* [Listed records]
#####

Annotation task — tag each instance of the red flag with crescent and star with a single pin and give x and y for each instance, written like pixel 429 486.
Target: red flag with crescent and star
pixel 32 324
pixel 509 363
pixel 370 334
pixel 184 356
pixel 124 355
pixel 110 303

#####

* [Goal of the exercise] When you reach this point, go back and write out each record above exactly.

* [Answer section]
Annotation task — tag each instance of the red flag with crescent and star with a single pin and give x and y for each instance, written like pixel 429 486.
Target: red flag with crescent and star
pixel 32 324
pixel 509 363
pixel 370 334
pixel 184 356
pixel 124 355
pixel 110 303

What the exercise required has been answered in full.